What is required: Without changing a word, return the listing below, minus its images.
(Information given Opens)
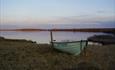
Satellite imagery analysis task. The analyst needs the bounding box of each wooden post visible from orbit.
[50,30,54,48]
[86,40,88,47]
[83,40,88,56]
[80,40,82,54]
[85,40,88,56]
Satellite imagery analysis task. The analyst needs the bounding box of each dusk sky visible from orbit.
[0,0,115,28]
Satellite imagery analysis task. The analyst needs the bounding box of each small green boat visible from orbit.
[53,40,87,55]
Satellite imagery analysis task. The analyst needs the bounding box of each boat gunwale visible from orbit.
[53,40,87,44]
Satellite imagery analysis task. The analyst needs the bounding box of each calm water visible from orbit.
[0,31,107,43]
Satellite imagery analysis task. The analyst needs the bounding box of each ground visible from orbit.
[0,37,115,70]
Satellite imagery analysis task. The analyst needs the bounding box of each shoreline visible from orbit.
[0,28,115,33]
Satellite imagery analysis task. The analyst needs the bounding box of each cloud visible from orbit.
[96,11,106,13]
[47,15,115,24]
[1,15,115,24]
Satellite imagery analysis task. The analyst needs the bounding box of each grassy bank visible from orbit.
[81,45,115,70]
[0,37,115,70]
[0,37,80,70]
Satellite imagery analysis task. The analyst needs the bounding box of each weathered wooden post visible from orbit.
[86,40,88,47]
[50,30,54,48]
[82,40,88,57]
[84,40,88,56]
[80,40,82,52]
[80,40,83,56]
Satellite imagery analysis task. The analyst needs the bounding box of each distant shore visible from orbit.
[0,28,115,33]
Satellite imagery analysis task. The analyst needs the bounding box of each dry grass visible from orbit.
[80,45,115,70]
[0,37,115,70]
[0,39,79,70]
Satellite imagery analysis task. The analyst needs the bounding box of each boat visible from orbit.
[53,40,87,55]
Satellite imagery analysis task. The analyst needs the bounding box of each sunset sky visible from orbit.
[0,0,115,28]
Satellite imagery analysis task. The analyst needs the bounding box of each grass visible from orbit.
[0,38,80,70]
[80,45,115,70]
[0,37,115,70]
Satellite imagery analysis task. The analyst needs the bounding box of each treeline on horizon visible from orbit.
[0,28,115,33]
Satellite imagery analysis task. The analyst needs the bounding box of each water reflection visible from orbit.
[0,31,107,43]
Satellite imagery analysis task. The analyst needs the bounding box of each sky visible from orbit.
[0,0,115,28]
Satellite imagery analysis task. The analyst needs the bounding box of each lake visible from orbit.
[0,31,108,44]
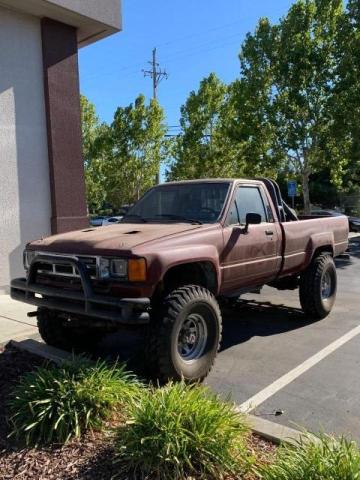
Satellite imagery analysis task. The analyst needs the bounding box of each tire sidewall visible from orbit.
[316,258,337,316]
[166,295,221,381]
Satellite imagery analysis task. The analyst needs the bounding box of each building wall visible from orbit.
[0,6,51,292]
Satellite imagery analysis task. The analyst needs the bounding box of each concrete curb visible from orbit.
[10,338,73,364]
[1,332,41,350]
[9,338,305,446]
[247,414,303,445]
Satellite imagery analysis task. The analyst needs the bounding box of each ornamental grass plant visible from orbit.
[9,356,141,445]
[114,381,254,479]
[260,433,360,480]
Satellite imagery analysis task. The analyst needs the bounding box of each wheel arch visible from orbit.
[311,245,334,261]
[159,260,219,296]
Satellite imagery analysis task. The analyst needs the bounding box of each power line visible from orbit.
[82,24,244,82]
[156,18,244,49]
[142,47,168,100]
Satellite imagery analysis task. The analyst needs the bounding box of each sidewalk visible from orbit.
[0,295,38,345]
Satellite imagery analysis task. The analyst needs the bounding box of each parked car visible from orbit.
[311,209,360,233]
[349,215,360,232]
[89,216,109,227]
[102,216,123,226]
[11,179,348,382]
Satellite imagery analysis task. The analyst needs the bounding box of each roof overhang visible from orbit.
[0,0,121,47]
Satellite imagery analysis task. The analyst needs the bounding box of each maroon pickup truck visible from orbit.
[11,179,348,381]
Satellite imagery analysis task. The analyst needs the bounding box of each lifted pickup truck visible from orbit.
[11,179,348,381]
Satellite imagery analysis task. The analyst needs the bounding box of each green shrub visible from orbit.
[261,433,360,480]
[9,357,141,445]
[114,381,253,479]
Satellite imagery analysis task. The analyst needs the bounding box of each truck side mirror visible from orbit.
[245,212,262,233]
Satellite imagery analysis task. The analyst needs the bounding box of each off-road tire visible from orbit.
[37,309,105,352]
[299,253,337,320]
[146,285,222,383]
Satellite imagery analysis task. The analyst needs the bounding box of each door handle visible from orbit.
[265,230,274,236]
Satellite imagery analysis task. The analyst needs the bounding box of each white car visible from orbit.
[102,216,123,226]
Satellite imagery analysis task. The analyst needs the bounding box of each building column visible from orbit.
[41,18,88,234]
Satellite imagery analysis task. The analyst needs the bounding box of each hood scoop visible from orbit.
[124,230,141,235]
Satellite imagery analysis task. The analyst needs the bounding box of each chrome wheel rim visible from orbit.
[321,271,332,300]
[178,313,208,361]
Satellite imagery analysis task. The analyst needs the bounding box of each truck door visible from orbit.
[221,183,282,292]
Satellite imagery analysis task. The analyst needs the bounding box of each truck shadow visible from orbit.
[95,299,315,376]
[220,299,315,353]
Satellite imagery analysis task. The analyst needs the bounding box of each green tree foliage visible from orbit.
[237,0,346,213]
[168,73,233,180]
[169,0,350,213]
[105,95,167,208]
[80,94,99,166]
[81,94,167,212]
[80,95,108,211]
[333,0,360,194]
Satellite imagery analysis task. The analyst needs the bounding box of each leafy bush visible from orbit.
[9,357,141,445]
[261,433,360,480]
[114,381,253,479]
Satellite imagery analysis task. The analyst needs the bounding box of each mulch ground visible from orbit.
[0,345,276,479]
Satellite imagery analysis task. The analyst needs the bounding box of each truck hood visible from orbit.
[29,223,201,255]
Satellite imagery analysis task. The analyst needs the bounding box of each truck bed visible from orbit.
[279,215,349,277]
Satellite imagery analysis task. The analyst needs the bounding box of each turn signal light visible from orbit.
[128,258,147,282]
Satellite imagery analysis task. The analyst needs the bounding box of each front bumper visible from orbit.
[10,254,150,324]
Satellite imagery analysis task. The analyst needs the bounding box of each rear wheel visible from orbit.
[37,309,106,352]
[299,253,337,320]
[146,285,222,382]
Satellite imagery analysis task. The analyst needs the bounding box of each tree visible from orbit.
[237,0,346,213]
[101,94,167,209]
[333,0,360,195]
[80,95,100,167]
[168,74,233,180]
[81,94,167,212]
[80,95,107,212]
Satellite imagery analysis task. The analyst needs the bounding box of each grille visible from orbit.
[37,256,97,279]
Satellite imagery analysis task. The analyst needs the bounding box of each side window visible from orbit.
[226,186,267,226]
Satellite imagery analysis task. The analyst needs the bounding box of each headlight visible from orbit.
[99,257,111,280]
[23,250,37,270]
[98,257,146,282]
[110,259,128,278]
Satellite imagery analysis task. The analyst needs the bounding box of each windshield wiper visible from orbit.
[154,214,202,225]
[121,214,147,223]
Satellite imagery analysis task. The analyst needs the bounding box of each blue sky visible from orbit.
(Information given Closes)
Written solution:
Satellite imagery analysis task. The analyst needs the bounding box of each wooden post visible from orbit.
[50,30,54,48]
[86,40,88,47]
[83,40,88,56]
[80,40,82,54]
[85,40,88,56]
Satellite imagery analysis task. The analyst needs the bounding box of each dusk sky visible from orbit.
[0,0,115,28]
Satellite imagery analysis task. The analyst needs the bounding box of each small green boat visible from orbit.
[53,40,87,55]
Satellite imagery analysis task. The analyst needs the bounding box of each boat gunwale visible from orbit.
[53,40,87,44]
Satellite imagery analysis task. The analyst needs the bounding box of each calm water visible from orbit.
[0,31,107,43]
Satellite imagery analysis task. The analyst needs the bounding box of each ground visible from orbit.
[0,37,115,70]
Satellite imagery analysis task. The analyst needs the bounding box of each shoreline visible from orbit.
[0,28,115,33]
Satellite imagery analysis task. The analyst needs the bounding box of each cloud visible from orbit.
[96,11,106,13]
[47,15,115,24]
[1,15,115,24]
Satellite imagery analysis task. The analyst needs the bounding box of each grassy bank visible from orbit.
[81,45,115,70]
[0,37,115,70]
[0,37,80,70]
Satellite imagery analysis task. The analyst needs the bounding box of each weathered wooden post visible from orbit.
[86,40,88,47]
[50,30,54,48]
[82,40,88,57]
[84,40,88,56]
[80,40,82,52]
[80,40,83,56]
Satellite imagery analysis task. The analyst needs the bounding box of each distant shore visible from orbit.
[0,28,115,33]
Satellite imagery analysis task. The analyst needs the bounding box of each dry grass visible from orbit.
[80,45,115,70]
[0,37,115,70]
[0,39,79,70]
Satellite imagery analysis task. The analyst needs the bounding box of each boat visible from orbit.
[53,40,87,55]
Satellite imagery analysis task. The analyst needs the bounding box of each sunset sky visible from orbit.
[0,0,115,28]
Satellite imagery analysis task. The analyst needs the bounding box of each grass visible from orbit.
[0,38,80,70]
[80,45,115,70]
[0,37,115,70]
Satellite imagery analysis task. The analyst needs the bounding box of each treeline on horizon visible from orbit.
[0,28,115,33]
Satellite imagery analysis task. The analyst needs the bounding box of each water reflection visible from orbit.
[0,31,107,43]
Satellite imagery analysis task. The analyst needs the bounding box of each sky visible from orbit.
[0,0,115,28]
Satellite imagery analysis task. The analyst needs the bounding box of each lake visible from orbit.
[0,31,108,44]
Satellite imagery analysis task. The analyst needs the bounding box of each tire sidewall visible from orbit.
[316,258,337,316]
[166,295,221,381]
Satellite imagery analysis task. The analyst needs the bounding box of each building wall visible from orbit.
[0,6,51,292]
Satellite imagery analysis task. The analyst needs the bounding box of each concrete curb visible from orbit.
[10,338,73,364]
[1,332,41,350]
[9,338,305,446]
[247,414,303,445]
Satellite imagery analysis task. The analyst needs the bounding box of each ornamental grass plant visible from orbit.
[9,356,141,445]
[114,381,254,479]
[260,433,360,480]
Satellite imagery analysis task. The analyst needs the bounding box of each wheel arch visible from orbit.
[311,245,334,261]
[159,260,219,296]
Satellite imagery analysis task. The analyst needs the bounding box of each power line visible from orbit.
[82,24,244,82]
[156,18,244,49]
[142,47,168,100]
Satellite imagery analysis task. The analyst needs the bounding box of each sidewalk visible from orbit.
[0,295,38,345]
Satellite imagery analysis task. The analyst needs the bounding box of each parked car visible from orbit.
[311,209,360,233]
[349,215,360,232]
[89,216,109,227]
[102,216,123,226]
[11,179,348,382]
Satellite imagery analysis task. The analyst needs the bounding box of each roof overhang visible from orbit.
[0,0,121,47]
Satellite imagery analysis task. The analyst needs the bounding box of each maroon pickup truck visible from orbit.
[11,179,348,381]
Satellite imagery analysis task. The analyst needs the bounding box of each lifted pickup truck visible from orbit.
[11,179,348,381]
Satellite imagery analysis task. The analyst needs the bounding box of each green shrub visible from orbit.
[261,433,360,480]
[9,357,141,445]
[114,381,253,479]
Satellite imagery analysis task. The analyst needs the bounding box of each truck side mirror visible from orbit.
[245,212,262,233]
Satellite imagery analysis task. The analyst needs the bounding box of each off-road tire visible from orbit.
[37,309,105,352]
[299,253,337,320]
[146,285,222,383]
Satellite imagery analysis task. The analyst needs the bounding box of each door handle visible from orbit.
[265,230,274,236]
Satellite imagery analysis task. The analyst needs the bounding box of each white car visible from orbit.
[102,216,123,226]
Satellite imagery analysis task. The analyst needs the bounding box of each building column visible from orbit.
[41,18,88,234]
Satellite imagery analysis task. The analyst needs the bounding box of each hood scoop visible from orbit.
[124,230,141,235]
Satellite imagery analysis task. The analyst needs the bounding box of each chrome wheel rim visible from orbit.
[321,271,332,300]
[178,313,208,361]
Satellite imagery analysis task. The analyst needs the bounding box of each truck door visible from orbit.
[221,183,282,292]
Satellite imagery analysis task. The analyst needs the bounding box of each truck shadow visible from orbit.
[95,299,315,376]
[220,299,315,353]
Satellite imagery analysis task. The analyst needs the bounding box of each green tree foliage visible from orbit.
[237,0,346,213]
[168,73,233,180]
[169,0,350,213]
[105,95,167,208]
[80,94,99,166]
[81,94,167,212]
[80,95,108,211]
[333,0,360,194]
Satellite imagery analysis task. The analyst needs the bounding box of each leafy bush visible from orbit.
[9,357,141,445]
[261,433,360,480]
[114,381,253,479]
Satellite imagery analysis task. The analyst needs the bounding box of each mulch ground visible from orbit.
[0,345,276,479]
Satellite imagery analysis task. The analyst needs the bounding box of each truck hood visible from orbit.
[29,223,201,255]
Satellite imagery analysis task. The analyst needs the bounding box of each truck bed visible from orbit.
[279,215,349,277]
Satellite imagery analysis task. The analyst needs the bounding box of each turn signal light visible from orbit.
[128,258,147,282]
Satellite imagery analysis task. The analyst needs the bounding box of each front bumper visible from orbit.
[10,254,150,324]
Satellite imagery analysis task. The analyst needs the bounding box of each rear wheel visible from orbit.
[37,309,106,352]
[299,253,337,320]
[146,285,222,382]
Satellite imagery analysis task. The analyst needs the bounding box of each tree visible from orbit.
[237,0,346,213]
[101,94,167,209]
[333,0,360,195]
[80,95,100,167]
[168,74,233,180]
[81,94,167,212]
[80,95,107,212]
Satellite imagery analysis task. The analyst needs the bounding box of each grille visible from orbit.
[37,256,97,279]
Satellite imagery analysis task. The analyst needs the bounding box of each side window visible from orbit.
[226,186,267,226]
Satellite imagery analysis task. The analyst needs the bounding box of each headlight visible from orbit.
[99,257,111,280]
[23,250,37,270]
[98,257,146,282]
[110,259,128,278]
Satellite imagery analysis task. The analyst needs the bounding box of each windshield wiper visible from orbit.
[154,214,202,225]
[121,214,147,223]
Satellite imagery analysis task. The analyst needs the bounding box of each blue sky visible from orbit.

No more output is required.